### Excerpt provided ###

Lab 11

In this lab, we will work together on some tasks related to parallelization of the famous Traveling Salesperson Problem (TSP).

You can find the link to follow to set up your GitHub repository tsp-lab-yourgitname for this Lab in Canvas. One member of the group should follow the link to set up the repository on GitHub, then that person should email the instructor with the other group members' GitHub usernames so they can be granted access. This will allow all members of the group to clone the repository and commit and push changes to the origin on GitHub. At least one group member should make a clone of the repository to begin work.

Your initial repository should include the source code described in Section 6.2 of Pacheco related to the text's TSP implementations.

We will look at the first part of Section 6.2 of Pacheco, pages 299-306, and study the implementations in tsp_rec.c, tsp_iter1.c and tsp_iter2.c.

The input to these programs is a file describing a directed graph, where the edge weight in row r, column c is the cost to travel from place number r to place number c. Costs are integers. Places are defined only by number.

Example files are in a public repository that you should fork into your own GitHub account, then clone onto the computer(s) where you are working on this project. This repository also includes a C program you can use to create input files of any size for the Pacheco TSP program using METAL data from .tmg files.

Question 1: Bonus only: For 5 bonus points, add two new datasets to this repository. Keep them fairly small, say between 8 and 20 places. Be creative! The places do not need to be cities and edge costs do not need to be miles (or even be distances). You could do rooms within a building, buildings on a campus, houses in a neighborhood, anything really. It would be nice to get some more variety. You will commit and push your new files to your fork of the repository, then submit a pull request to have them pulled into the origin.

Question 2: Pacheco Exercise 6.17, p. 345. (6 points)

Run each of the three serial versions of the program on several problems of size 10 to 15, including some different inputs of the same size.

Question 3: Are the times you see consistent with the results in Pacheco Section 6.2.4 and Table 6.7? Briefly explain the relative run times of each of the three versions. (10 points)

Question 4: Based on your timings you observed for these small cases, about how long would you expect each serial implementation to take to compute a TSP solution for 16 places? For 20 places? For 40 places? (3 points)

We will look at the next part of Section 6.2 of Pacheco, pages 306-315, and study the implementations in pth_tsp_stat.c and pth_tsp_dyn.c.

Question 5: Pacheco Exercise 6.18, p. 345-346. Only answer the "Why" question; you need not do the code modifications in (a) and (b). (3 points)

Question 6: Pacheco Exercise 6.20, p. 346. Only answer the questions; you need not do the implementations. (6 points)

Question 7: Run each pthreads implementation (the static and the dynamic) for 1, 2, 4, 8, 16, 32, and 64 threads on a Stampede2 node, using a problem size such that the single-thread version runs for at least 3 minutes. Present and analyze your timing results. Note that the dynamic version takes a 3rd command-line parameter which is the minimum size at which to split the stack. You can use 10 for this value. (10 points)

###

→ **Requirement a**: Report each line in the listing that contains the string "target".
The TSP lab handout and the listing are unrelated to each other.

### Data supplied ###

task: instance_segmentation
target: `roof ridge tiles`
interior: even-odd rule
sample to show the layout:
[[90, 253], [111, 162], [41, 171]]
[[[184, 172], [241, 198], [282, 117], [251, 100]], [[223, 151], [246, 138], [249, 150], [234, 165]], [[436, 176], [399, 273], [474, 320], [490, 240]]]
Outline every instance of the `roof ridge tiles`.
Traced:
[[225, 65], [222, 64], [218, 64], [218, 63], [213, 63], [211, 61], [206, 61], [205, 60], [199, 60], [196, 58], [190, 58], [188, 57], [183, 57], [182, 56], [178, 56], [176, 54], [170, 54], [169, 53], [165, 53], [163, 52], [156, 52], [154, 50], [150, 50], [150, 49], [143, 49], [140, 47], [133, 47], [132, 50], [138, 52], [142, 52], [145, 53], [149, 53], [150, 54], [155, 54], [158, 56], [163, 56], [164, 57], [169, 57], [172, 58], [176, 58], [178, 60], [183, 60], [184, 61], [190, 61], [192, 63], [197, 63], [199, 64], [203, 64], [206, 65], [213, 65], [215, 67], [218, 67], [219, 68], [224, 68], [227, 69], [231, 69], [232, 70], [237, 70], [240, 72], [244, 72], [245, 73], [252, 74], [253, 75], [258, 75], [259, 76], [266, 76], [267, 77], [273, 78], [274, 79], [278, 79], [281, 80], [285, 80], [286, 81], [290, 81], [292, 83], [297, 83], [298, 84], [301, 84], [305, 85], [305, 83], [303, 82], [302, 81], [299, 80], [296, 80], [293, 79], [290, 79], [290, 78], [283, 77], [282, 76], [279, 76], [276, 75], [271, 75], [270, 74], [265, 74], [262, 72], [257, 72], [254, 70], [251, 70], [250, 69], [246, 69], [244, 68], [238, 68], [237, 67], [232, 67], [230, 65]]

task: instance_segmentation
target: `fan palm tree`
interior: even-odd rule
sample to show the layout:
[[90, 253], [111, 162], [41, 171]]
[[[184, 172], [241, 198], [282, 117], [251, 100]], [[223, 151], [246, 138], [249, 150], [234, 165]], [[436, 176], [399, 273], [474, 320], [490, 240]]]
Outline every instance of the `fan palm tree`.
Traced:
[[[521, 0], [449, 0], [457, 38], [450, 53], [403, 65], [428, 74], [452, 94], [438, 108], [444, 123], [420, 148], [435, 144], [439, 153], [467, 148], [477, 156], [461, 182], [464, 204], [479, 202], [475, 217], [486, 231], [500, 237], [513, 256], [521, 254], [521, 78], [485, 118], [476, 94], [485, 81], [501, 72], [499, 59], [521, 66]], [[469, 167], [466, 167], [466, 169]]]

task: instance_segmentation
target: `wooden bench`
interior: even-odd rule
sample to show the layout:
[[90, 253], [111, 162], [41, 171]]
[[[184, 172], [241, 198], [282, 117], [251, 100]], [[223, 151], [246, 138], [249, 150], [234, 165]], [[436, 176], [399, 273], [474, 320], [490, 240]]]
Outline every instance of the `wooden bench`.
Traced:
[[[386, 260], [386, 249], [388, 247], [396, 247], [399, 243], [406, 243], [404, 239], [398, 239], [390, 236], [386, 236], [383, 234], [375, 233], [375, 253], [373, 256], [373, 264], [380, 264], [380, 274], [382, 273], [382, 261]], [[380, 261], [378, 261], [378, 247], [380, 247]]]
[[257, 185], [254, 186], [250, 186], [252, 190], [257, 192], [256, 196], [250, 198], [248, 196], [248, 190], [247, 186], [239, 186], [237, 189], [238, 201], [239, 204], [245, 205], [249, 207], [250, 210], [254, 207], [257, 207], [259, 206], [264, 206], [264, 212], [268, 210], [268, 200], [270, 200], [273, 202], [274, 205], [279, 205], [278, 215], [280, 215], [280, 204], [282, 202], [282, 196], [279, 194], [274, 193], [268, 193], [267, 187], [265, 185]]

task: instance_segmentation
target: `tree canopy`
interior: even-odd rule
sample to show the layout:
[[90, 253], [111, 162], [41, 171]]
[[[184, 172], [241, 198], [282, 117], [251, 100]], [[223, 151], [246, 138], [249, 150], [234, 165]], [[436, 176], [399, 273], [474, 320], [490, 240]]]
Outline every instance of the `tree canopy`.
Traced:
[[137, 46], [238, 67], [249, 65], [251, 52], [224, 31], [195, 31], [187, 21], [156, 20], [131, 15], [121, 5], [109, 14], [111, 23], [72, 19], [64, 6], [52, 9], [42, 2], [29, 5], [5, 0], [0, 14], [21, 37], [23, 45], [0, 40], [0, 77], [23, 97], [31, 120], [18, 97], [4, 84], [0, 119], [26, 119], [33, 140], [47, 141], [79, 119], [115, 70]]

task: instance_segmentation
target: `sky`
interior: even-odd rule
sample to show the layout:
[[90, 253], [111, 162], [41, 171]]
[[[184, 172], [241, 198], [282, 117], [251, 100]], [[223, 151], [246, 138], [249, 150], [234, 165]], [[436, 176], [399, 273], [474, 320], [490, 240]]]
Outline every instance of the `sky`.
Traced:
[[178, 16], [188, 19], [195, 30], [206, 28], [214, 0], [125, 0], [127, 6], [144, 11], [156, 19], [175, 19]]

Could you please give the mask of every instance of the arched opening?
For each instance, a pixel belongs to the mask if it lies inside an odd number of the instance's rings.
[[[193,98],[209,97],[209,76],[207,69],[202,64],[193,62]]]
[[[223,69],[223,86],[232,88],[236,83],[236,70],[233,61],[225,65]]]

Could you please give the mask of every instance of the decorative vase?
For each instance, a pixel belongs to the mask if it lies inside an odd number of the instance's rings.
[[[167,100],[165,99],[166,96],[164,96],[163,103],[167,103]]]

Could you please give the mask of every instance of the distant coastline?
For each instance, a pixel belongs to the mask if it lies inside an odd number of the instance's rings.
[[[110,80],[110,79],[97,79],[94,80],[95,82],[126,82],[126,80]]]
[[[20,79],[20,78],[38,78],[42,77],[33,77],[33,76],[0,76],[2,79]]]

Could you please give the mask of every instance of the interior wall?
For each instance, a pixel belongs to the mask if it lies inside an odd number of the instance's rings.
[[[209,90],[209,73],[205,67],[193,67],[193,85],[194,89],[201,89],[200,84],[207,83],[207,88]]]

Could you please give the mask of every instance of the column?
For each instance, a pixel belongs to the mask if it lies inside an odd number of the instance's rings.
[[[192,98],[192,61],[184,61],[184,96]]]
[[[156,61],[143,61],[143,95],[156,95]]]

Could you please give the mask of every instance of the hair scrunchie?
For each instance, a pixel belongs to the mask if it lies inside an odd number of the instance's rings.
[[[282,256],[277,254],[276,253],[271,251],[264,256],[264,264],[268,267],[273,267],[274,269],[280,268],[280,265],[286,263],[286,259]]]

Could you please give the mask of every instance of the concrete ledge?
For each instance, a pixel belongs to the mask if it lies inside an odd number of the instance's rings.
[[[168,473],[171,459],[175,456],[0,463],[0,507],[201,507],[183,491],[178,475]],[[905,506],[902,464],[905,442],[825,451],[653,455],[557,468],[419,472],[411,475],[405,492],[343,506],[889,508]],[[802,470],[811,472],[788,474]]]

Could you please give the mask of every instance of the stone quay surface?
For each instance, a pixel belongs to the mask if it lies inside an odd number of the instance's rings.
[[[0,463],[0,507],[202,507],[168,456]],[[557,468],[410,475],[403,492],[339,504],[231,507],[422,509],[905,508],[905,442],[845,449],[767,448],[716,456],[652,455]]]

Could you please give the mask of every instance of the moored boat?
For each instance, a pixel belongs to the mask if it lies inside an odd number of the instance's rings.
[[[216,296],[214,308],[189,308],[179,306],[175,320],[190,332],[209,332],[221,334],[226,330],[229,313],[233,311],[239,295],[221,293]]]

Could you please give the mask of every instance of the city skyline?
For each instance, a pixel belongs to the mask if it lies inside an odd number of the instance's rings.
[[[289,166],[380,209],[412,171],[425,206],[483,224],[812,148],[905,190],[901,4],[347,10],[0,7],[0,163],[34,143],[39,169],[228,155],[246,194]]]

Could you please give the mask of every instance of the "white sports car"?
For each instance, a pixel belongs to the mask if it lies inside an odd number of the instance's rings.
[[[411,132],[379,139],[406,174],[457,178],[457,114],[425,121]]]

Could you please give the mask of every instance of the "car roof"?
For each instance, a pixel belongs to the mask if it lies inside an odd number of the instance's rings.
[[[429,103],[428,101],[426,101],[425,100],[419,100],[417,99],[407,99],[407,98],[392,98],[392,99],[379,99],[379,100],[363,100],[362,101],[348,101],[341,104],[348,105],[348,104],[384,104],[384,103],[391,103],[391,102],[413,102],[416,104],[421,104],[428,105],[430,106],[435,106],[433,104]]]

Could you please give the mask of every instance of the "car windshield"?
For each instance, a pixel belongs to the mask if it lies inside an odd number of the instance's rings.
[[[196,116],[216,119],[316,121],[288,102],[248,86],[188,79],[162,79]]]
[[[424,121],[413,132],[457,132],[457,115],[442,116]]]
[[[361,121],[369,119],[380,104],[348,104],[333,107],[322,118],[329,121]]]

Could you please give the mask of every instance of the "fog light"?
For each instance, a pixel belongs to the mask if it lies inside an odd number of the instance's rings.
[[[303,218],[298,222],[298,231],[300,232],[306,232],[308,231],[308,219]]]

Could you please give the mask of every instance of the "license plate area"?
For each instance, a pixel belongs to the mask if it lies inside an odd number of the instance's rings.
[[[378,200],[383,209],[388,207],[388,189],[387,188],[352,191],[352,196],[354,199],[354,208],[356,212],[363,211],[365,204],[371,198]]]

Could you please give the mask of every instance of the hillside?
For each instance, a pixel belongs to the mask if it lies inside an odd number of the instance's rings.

###

→ **Requirement b**: Render this sentence from the TSP lab handout in Spanish: "Note that the dynamic version takes a 3rd command-line parameter which is the minimum size at which to split the stack."

→ **Full solution a**:
target: `roof ridge tiles`
target: `fan palm tree`
target: `wooden bench`
target: `tree canopy`
target: `sky`

→ **Full solution b**: Tenga en cuenta que la versión dinámica recibe un tercer parámetro de línea de comandos, que es el tamaño mínimo a partir del cual se divide la pila.